**Selected excerpt**
⟨

Even many Democrats are now angry with him, especially those concerned about losing races in 2014. There’s still time to salvage public acceptance of the ACA, but the Administration had better get the website up and running smoothly post Thanksgiving. Or this once heralded landmark law could become an indigestible turkey, and this president will fast become a lame duck.
I welcome your comments in the section below.
For Marjorie to say that the plans people had were substandard makes a mockery of the countless Americans who have shared their personal stories with us of losing the health care coverage they loved. Only to be forced into the exchanges where they have found higher prices and huge deductibles. Coverage they want isn’t available and coverage they don’t want like maternity care for 55 year old men is forced upon them. Who is she or some government bureaucrat to decide what works best for these Americans?
Those of us who paid attention and read all we could on the law before we found out what was in the law knew it was destined for disaster. The President promised those who like their healthcare could keep their healthcare period. It was a lie and he knew it. The regulations that came out from his HHS department in 2010 clearly stated any minute change was going to void the grandfathering of any plan and all plans had to carry certain coverages. That all but guaranteed the collapse of the individual market. It happened to my employer sponsored plan when the copay went up $10.00. Minor adjustment, major changes to the plan.

⟩

**Information provided**
⟨

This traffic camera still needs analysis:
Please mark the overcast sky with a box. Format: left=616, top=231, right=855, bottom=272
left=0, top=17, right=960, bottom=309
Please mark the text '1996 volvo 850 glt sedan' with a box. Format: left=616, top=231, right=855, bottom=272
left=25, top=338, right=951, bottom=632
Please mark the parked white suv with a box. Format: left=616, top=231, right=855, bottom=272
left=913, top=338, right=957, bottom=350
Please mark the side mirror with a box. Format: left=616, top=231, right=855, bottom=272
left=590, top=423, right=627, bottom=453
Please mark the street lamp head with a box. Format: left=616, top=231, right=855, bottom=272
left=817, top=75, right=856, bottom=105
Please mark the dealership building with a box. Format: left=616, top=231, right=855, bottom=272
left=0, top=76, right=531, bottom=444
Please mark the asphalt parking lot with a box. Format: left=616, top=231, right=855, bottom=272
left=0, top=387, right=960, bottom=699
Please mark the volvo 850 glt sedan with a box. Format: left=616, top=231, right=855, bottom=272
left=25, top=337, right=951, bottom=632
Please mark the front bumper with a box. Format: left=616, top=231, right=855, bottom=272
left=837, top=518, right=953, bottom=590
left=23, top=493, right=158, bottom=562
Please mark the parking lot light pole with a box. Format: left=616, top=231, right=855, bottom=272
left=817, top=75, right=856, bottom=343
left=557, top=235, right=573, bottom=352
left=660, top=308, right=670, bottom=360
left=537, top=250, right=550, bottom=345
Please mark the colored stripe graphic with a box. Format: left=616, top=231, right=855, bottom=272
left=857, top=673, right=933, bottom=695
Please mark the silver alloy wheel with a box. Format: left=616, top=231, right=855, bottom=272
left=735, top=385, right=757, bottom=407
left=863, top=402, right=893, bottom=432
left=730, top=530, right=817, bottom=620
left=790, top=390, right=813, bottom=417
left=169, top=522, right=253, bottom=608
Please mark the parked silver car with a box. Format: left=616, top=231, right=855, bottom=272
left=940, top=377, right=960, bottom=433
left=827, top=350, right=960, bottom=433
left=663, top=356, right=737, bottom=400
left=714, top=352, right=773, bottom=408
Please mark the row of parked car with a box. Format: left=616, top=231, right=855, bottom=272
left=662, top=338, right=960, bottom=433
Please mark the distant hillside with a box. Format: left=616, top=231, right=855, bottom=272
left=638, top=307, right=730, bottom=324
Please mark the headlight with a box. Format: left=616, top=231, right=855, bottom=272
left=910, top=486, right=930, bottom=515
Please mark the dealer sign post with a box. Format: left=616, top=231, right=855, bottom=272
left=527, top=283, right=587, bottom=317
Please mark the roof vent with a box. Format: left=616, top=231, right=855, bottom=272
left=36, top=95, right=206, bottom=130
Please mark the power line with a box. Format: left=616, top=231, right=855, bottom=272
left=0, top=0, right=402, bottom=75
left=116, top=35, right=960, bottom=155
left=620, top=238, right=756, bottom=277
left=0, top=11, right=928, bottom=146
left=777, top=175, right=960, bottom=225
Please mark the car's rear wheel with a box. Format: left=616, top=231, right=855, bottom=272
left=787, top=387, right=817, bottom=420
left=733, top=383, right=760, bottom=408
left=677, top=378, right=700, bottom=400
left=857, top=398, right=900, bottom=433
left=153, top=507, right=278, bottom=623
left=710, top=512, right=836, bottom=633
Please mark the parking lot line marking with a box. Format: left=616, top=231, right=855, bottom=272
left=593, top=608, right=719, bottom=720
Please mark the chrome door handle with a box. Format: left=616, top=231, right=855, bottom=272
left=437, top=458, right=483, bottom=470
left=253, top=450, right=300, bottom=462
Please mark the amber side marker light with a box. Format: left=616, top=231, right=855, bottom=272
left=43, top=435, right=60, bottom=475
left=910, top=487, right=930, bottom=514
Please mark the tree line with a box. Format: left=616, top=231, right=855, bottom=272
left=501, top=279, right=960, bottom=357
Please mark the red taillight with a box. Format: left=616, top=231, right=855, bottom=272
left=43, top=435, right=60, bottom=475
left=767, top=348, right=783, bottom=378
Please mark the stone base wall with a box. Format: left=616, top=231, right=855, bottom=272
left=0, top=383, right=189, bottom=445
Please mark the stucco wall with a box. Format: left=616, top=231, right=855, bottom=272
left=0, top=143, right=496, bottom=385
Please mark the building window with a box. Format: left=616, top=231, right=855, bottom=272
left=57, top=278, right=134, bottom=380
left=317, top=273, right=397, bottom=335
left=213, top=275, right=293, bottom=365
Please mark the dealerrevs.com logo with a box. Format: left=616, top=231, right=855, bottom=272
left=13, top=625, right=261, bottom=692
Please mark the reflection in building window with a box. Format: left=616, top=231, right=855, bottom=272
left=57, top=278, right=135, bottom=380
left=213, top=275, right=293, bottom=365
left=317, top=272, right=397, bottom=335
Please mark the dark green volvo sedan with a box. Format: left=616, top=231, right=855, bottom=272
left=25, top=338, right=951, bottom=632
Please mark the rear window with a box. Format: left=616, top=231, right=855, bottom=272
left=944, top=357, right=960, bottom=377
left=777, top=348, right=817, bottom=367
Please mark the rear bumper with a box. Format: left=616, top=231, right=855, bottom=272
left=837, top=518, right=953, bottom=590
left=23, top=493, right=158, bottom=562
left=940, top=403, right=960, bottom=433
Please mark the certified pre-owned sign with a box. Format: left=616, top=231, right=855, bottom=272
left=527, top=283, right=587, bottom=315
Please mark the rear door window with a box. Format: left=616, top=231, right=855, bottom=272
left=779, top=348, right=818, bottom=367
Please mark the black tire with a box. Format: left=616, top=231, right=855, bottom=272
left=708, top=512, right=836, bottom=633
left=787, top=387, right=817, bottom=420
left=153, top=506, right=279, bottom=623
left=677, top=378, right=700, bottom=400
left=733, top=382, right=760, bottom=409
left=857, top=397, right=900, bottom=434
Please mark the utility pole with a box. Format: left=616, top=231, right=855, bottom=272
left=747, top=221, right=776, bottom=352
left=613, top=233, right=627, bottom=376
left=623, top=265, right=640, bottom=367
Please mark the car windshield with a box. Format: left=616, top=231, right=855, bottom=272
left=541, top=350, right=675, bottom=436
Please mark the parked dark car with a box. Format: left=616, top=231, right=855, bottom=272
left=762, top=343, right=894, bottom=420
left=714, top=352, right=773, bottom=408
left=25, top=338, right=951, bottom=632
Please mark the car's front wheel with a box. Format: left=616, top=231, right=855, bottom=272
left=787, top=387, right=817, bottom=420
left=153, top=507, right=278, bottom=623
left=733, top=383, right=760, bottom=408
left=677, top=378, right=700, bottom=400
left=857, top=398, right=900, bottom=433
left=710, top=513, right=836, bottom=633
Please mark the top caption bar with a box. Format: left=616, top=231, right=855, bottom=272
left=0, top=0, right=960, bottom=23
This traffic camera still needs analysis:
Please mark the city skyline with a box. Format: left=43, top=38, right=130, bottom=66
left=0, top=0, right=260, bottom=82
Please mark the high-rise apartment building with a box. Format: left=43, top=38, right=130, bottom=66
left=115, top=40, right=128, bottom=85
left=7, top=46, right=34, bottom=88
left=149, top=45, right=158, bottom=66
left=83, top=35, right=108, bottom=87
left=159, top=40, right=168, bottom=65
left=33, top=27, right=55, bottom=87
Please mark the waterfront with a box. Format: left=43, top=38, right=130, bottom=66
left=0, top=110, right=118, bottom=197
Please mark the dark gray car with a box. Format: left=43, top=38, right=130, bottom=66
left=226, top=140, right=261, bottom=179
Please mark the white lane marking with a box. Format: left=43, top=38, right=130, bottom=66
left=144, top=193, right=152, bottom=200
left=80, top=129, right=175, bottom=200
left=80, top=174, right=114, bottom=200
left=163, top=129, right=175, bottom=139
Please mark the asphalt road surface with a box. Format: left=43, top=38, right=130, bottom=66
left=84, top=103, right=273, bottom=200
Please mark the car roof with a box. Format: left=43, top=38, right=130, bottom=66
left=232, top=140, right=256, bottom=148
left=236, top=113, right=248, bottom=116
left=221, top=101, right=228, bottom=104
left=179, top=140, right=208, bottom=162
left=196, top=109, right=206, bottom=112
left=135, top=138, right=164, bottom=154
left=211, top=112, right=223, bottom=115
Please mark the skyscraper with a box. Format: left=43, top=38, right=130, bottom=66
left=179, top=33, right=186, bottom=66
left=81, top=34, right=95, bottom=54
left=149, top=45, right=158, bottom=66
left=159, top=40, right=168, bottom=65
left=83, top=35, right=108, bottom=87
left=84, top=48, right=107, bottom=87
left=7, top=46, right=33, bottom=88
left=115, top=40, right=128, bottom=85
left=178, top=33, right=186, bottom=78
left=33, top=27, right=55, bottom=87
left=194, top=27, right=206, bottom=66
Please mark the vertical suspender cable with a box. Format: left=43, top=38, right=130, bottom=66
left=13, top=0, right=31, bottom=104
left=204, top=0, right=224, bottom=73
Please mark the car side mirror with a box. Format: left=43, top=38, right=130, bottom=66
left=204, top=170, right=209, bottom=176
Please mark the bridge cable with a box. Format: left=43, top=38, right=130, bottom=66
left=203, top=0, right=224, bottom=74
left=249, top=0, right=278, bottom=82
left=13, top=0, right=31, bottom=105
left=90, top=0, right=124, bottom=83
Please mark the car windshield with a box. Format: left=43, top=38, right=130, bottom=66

⟩

**Aim of the task**
Copy out the whole passage on the health care law word for word.

**The completed task**
Even many Democrats are now angry with him, especially those concerned about losing races in 2014. There’s still time to salvage public acceptance of the ACA, but the Administration had better get the website up and running smoothly post Thanksgiving. Or this once heralded landmark law could become an indigestible turkey, and this president will fast become a lame duck.
I welcome your comments in the section below.
For Marjorie to say that the plans people had were substandard makes a mockery of the countless Americans who have shared their personal stories with us of losing the health care coverage they loved. Only to be forced into the exchanges where they have found higher prices and huge deductibles. Coverage they want isn’t available and coverage they don’t want like maternity care for 55 year old men is forced upon them. Who is she or some government bureaucrat to decide what works best for these Americans?
Those of us who paid attention and read all we could on the law before we found out what was in the law knew it was destined for disaster. The President promised those who like their healthcare could keep their healthcare period. It was a lie and he knew it. The regulations that came out from his HHS department in 2010 clearly stated any minute change was going to void the grandfathering of any plan and all plans had to carry certain coverages. That all but guaranteed the collapse of the individual market. It happened to my employer sponsored plan when the copay went up $10.00. Minor adjustment, major changes to the plan.